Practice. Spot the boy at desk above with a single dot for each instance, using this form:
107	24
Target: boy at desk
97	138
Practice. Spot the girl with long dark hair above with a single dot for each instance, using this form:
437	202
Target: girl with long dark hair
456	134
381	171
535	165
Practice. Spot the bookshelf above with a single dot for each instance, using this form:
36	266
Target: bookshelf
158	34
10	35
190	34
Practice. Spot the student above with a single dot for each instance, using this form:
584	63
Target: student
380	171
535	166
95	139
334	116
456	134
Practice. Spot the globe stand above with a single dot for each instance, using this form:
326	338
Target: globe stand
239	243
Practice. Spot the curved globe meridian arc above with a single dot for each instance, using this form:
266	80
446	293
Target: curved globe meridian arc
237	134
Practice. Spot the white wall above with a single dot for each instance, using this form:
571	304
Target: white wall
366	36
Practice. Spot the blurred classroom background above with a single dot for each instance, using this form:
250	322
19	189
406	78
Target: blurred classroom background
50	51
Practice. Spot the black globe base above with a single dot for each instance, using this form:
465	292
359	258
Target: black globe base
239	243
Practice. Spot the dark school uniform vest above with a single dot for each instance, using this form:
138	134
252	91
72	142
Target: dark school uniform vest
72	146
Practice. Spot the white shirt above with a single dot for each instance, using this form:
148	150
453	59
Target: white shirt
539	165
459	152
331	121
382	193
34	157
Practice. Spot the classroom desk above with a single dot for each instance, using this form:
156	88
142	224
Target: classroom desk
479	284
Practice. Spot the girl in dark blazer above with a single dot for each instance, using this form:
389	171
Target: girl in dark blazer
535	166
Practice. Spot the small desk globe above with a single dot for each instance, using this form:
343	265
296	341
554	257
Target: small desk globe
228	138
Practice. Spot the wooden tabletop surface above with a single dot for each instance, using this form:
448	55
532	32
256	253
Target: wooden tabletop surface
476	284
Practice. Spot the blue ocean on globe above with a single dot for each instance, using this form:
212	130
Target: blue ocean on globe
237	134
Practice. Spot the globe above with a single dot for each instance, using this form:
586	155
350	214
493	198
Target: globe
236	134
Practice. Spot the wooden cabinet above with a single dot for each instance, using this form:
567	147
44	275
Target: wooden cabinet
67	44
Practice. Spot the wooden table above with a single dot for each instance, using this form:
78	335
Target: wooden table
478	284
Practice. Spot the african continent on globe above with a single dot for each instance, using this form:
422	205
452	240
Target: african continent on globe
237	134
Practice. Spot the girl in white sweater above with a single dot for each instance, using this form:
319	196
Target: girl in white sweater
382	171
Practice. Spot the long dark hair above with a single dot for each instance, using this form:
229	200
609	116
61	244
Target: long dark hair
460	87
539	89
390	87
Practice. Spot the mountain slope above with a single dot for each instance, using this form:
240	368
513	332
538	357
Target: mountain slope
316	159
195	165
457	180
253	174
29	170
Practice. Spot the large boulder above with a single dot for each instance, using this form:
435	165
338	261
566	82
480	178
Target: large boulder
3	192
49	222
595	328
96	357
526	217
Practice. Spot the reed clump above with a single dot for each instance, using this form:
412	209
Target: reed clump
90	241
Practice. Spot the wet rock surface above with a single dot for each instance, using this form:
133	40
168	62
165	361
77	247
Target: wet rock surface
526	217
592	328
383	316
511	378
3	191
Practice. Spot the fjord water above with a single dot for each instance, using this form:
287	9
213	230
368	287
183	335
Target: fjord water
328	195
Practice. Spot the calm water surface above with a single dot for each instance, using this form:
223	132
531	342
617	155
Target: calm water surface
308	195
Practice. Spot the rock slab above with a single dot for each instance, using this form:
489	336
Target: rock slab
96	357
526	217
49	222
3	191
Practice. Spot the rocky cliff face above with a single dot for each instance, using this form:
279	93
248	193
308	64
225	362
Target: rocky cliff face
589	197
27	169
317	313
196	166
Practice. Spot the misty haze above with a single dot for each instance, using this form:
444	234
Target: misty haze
════════
What is expected: A word-for-word copy of the material is required.

Task result:
Practice. Spot the boy at desk above with a single dot for each instance, using this form:
107	24
Target: boy at desk
97	138
Practice. Spot the girl with long dark hair above with a single dot for each instance, using this form:
437	202
Target: girl with long dark hair
456	134
381	171
535	165
Practice. Spot the bookshelf above with a single dot for each instance, using this form:
36	266
Target: bookshelf
158	34
10	35
190	34
Practice. Spot the student above with a single dot for each instance, using this form:
584	63
Target: student
380	171
535	166
95	139
334	116
456	134
Practice. Spot the globe stand above with a single dot for each instance, using this form:
326	338
Target: globe stand
239	243
Practice. Spot the curved globe meridian arc above with a single dot for each instance, using this form:
266	80
446	293
Target: curved globe meridian arc
237	134
Practice. Spot the white wall above with a single dot for each instance, using this form:
571	304
Target: white wall
366	36
Practice. Spot the blurred classroom background above with a single dot for each instance, using this form:
250	322
19	189
406	78
Target: blurred classroom background
50	51
Practice. Spot the black globe base above with a single dot for each instance, using this form:
465	292
359	258
Target: black globe base
239	243
Practice. Spot the dark school uniform vest above with a single dot for each instance, using this form:
138	134
252	91
72	142
Target: dark school uniform vest
72	146
Practice. Spot the white shirt above with a single dot for each instance, using this form:
148	150
453	59
Target: white shirt
539	165
459	152
331	121
382	193
34	157
Practice. Spot the classroom desk above with a single dot for each instance, using this form:
156	88
142	224
Target: classroom desk
479	284
Practice. Spot the girl in dark blazer above with a single dot for each instance, using this form:
389	171
Target: girl in dark blazer
535	166
Practice. Spot the small desk globe above with a single dot for each instance, using this form:
343	265
296	341
554	257
Target: small desk globe
228	138
Practice. Spot the wooden tabletop surface above with a single dot for each instance, using this form:
448	55
532	32
256	253
Target: wooden tabletop surface
476	284
Practice. Spot the blue ocean on globe above with a single dot for each instance, using this form:
212	130
Target: blue ocean on globe
237	134
Practice. Spot the globe above with a single dot for each instance, using this form:
586	155
350	214
493	198
Target: globe
236	134
Practice. Spot the wooden cabinet above with a single dot for each instance, using this form:
567	147
44	275
Target: wooden cabinet
67	44
Practice. Spot the wooden table above with a single dot for each instance, using this form:
78	335
Target: wooden table
478	284
Practice. Spot the african continent on globe above with a single dot for each instance, using this form:
422	205
452	240
Target: african continent on globe
237	134
Practice. Spot the girl in white sweater above with a single dot for each instance, using this form:
319	196
Target: girl in white sweater
382	171
Practice. Spot the long dark hair above with a single dot for each instance, using this form:
229	200
609	116
61	244
Target: long dark hair
460	87
539	89
390	87
Practice. Spot the mountain slope above with a single dot for each instance, using this form:
240	368
513	332
538	357
Target: mountain slope
316	159
195	165
457	180
253	174
29	170
Practice. Spot the large boulder above with a single dot for each instance, using this form:
435	165
338	261
566	82
480	178
Target: large boulder
3	192
49	222
595	328
96	357
526	217
Practice. Spot the reed clump above with a single dot for each instance, using this form:
412	209
Target: reed clump
90	241
Practice. Spot the wet rock surface above with a single dot for each instance, using this form:
133	40
168	62
165	361
77	247
Target: wet rock surface
526	217
592	328
383	316
511	378
3	191
Practice. Spot the fjord water above with a single dot for each instance, using this form:
287	9
213	230
368	287
183	335
Target: fjord water
328	195
Practice. Spot the calm water surface above with a single dot for each instance, using this form:
223	132
531	342
617	155
Target: calm water surface
308	195
Practice. Spot the rock slab above with a single dot for each instance, using this form:
489	336
Target: rock slab
96	357
526	217
49	222
3	191
Practice. Spot the rocky cliff face above with a single dot for each instance, using this form:
279	93
248	193
308	64
225	362
Target: rocky cliff face
589	197
27	169
317	313
196	166
Practice. Spot the misty haze above with a single dot for each instance, using this form:
444	234
Target: misty haze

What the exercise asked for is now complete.